▶ _Problem requirements_
Write out every entry exactly as given, but omit the pictures.

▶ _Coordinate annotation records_

•••

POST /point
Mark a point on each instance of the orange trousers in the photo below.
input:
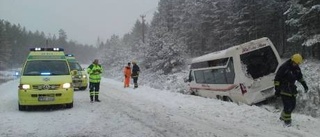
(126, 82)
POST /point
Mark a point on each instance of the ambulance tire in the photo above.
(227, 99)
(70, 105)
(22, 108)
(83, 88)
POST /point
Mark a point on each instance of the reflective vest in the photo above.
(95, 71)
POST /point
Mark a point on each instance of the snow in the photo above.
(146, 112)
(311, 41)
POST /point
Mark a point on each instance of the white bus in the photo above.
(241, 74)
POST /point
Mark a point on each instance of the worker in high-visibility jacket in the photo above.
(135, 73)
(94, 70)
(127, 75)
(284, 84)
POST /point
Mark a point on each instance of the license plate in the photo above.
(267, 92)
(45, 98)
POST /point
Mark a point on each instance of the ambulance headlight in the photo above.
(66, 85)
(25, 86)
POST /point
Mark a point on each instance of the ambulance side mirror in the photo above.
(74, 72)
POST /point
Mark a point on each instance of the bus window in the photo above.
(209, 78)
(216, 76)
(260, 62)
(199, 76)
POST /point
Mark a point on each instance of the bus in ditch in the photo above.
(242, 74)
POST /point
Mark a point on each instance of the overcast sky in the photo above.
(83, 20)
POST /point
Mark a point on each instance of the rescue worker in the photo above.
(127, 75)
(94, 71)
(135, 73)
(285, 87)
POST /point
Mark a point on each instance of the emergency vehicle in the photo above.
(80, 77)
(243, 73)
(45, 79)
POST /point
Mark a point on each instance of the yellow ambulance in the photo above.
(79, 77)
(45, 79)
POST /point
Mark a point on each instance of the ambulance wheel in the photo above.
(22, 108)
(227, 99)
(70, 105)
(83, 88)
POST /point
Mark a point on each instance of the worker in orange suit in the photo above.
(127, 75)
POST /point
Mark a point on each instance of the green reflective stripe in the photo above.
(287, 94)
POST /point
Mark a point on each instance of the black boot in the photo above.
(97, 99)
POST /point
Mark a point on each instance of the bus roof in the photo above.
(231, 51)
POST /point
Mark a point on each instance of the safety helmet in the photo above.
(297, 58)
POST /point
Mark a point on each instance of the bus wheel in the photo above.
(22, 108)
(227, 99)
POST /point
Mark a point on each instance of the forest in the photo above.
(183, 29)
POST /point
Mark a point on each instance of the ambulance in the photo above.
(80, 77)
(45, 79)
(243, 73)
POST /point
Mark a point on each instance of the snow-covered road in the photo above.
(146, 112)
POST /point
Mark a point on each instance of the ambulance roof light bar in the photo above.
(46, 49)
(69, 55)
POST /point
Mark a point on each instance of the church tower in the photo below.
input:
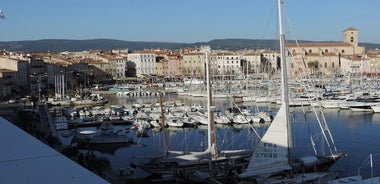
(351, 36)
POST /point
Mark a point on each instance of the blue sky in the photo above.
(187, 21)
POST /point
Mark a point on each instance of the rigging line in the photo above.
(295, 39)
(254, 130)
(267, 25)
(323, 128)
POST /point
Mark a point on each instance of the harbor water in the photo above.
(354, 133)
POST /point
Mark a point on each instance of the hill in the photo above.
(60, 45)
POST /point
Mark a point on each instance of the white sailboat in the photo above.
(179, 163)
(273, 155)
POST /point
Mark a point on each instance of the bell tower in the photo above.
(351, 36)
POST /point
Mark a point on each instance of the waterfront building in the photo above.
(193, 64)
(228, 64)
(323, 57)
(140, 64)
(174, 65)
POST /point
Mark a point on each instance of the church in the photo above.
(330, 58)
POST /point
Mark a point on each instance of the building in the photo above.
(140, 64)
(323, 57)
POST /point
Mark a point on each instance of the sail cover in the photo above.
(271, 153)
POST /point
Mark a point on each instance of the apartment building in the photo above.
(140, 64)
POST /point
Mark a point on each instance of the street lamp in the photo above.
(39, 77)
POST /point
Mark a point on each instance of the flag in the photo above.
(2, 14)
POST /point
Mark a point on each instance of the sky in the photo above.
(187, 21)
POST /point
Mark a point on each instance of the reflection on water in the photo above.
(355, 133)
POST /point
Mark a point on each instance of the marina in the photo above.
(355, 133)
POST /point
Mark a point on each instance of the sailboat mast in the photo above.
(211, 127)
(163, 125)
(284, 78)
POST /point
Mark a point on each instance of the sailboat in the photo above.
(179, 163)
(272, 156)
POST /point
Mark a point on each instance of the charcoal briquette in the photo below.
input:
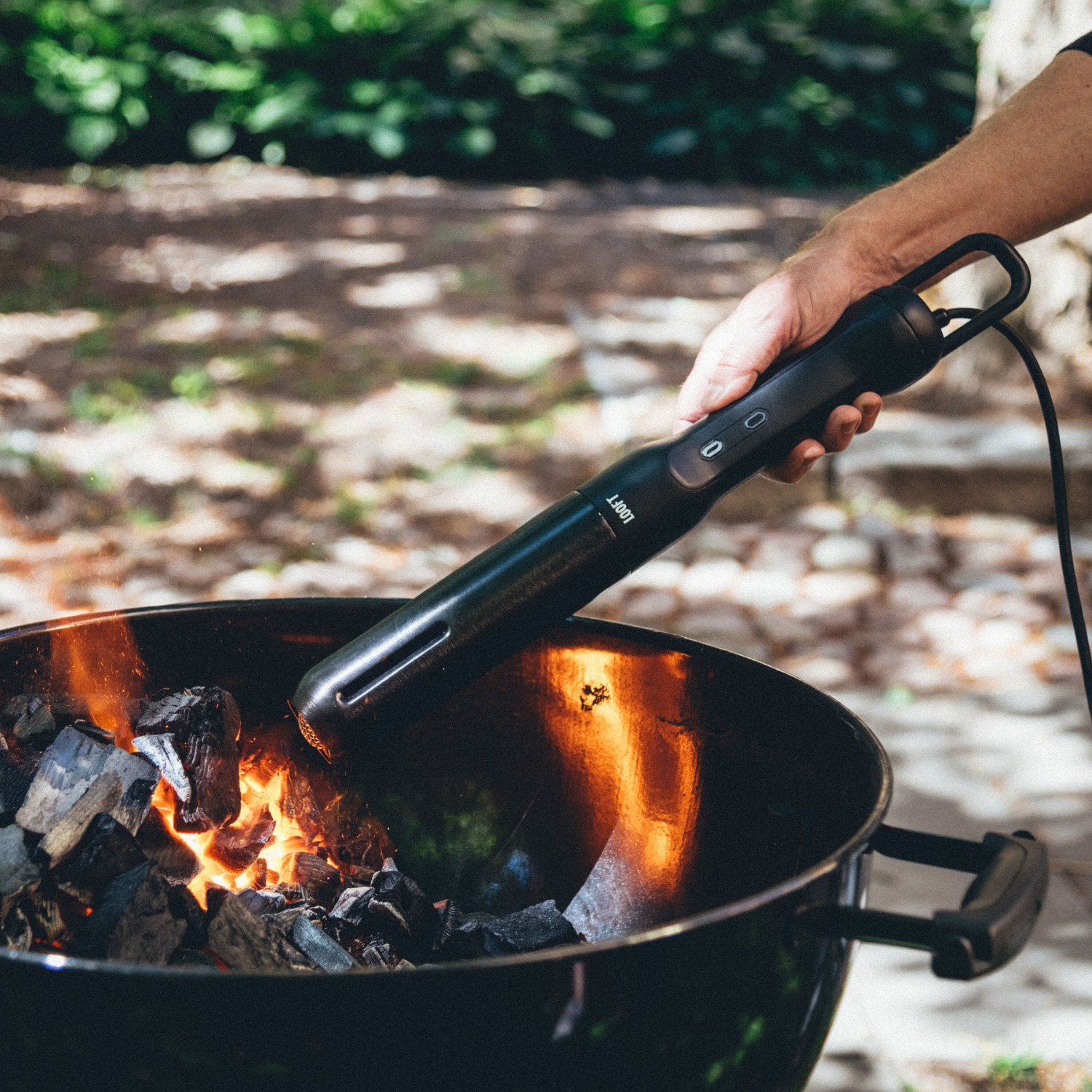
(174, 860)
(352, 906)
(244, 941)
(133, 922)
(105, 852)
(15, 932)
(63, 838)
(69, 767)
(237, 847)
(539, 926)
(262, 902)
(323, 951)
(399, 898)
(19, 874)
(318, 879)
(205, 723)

•••

▶ _Finished answer_
POST /point
Mark a point on each instance of the orange trousers in the photo below.
input:
(126, 82)
POST /point
Mark a point on each instance of the ambulance tire in the photo above.
(227, 99)
(70, 105)
(22, 108)
(83, 88)
POST /point
Mark a point on each instance of the reflective vest in the photo above.
(95, 71)
POST /point
Mark a point on each instance of the snow in the photo above.
(146, 112)
(311, 41)
POST /point
Mark a point on each instance of the white bus in the photo above.
(241, 74)
POST /point
Mark a point on each instance of the worker in high-visibility jacket in the photo above.
(135, 73)
(94, 70)
(127, 75)
(284, 84)
POST /point
Mark a point on each instance of the license plate in the photo above.
(267, 92)
(45, 98)
POST /point
Mark a point on each instance of the ambulance headlight in the photo above.
(66, 85)
(25, 86)
POST /point
Mark a point on each instance of the ambulance side mirror in the photo above.
(74, 72)
POST /point
Mark a point on each instance of the bus window in the photo above.
(209, 78)
(216, 76)
(260, 62)
(199, 76)
POST /point
Mark a point on each instance of the bus in ditch in the photo above.
(242, 74)
POST /point
Mark a point on each instance of the overcast sky in the photo above.
(83, 20)
POST /point
Mark a point on each instance of the rescue worker in the photo above.
(127, 75)
(94, 71)
(135, 73)
(285, 87)
POST /point
Mark a point on each instance of the emergency vehicle in the photo above.
(80, 77)
(243, 73)
(45, 79)
POST /point
Mark a point on each instance of the yellow ambulance in the photo above.
(79, 77)
(45, 79)
POST /point
Mark a point on each instance of the ambulance wheel in the photo above.
(22, 108)
(227, 99)
(70, 105)
(83, 88)
POST /point
Mark a point on each instance of the worker in orange suit in the photo above.
(127, 75)
POST /point
Mark a point on each instance of the green reflective stripe in the photo above.
(287, 94)
POST /point
Mark a point on each instance of the black boot in the photo above.
(97, 99)
POST /point
Mark a point on each instance of the bus roof in the photo above.
(231, 51)
POST /point
Mark a point on each instance of the safety helmet in the photo above.
(297, 58)
POST /point
Mark a point on each instance of the bus wheel in the photo above.
(22, 108)
(227, 99)
POST /point
Mark a point on each instance of the forest in the photo above.
(183, 29)
POST /point
Mark a point on each instance of the ambulance in the photo above.
(80, 77)
(45, 79)
(243, 73)
POST /point
Mark a point on each instance of the snow-covered road in the photo above.
(146, 112)
POST /point
Mark a point on each instance of the ambulance roof light bar in the photo above.
(46, 49)
(69, 55)
POST /point
Mark a point on each instance of the church tower in the photo below.
input:
(351, 36)
POST /point
Mark a point on each instance of the blue sky in the photo above.
(187, 21)
POST /point
Mark a point on each instance of the rigging line in the photo above.
(295, 39)
(254, 130)
(267, 25)
(323, 128)
POST /point
Mark a point on each instance of the harbor water in the photo above.
(354, 133)
POST /point
Mark a point on each instance of the hill in the photo above.
(60, 45)
POST /point
Mark a point on each instance of the white sailboat in the photo above.
(179, 163)
(273, 155)
POST /point
Mark a point on each instance of the bell tower in the photo above.
(351, 36)
POST /point
Mark a point on each instance of the waterfront building in the photo above.
(193, 64)
(228, 64)
(323, 57)
(140, 64)
(174, 65)
POST /point
Mark a point on each instance of the church in the photo above.
(330, 58)
POST /point
Mark a point on each instance of the building in the photo above.
(140, 64)
(323, 57)
POST /point
Mark a point on each instance of the sail cover in the photo above.
(271, 153)
POST /point
Mark a point on each instance of the apartment building in the photo above.
(140, 64)
POST /point
Mark a point on each instance of the street lamp in the photo above.
(39, 77)
POST /point
Mark a point on each instance of the flag in the photo above.
(2, 14)
POST /point
Mark a point on each instance of the sky in the photo above.
(187, 21)
POST /point
Mark a point on each instance of the reflection on water in the photo above.
(355, 133)
POST /point
Mark a point on each instance of the marina in the photo above.
(355, 133)
POST /point
Mark a point on each instance of the sailboat mast in the photo above.
(211, 127)
(163, 125)
(284, 78)
POST /point
Mark a point on each instance of the sailboat in the photo above.
(179, 163)
(272, 156)
POST /point
Mark a point on each instance of the charcoal briquette in the photo below.
input:
(174, 860)
(352, 906)
(244, 941)
(133, 922)
(105, 852)
(15, 932)
(63, 838)
(69, 767)
(237, 847)
(539, 926)
(262, 902)
(323, 951)
(399, 898)
(19, 874)
(318, 879)
(205, 723)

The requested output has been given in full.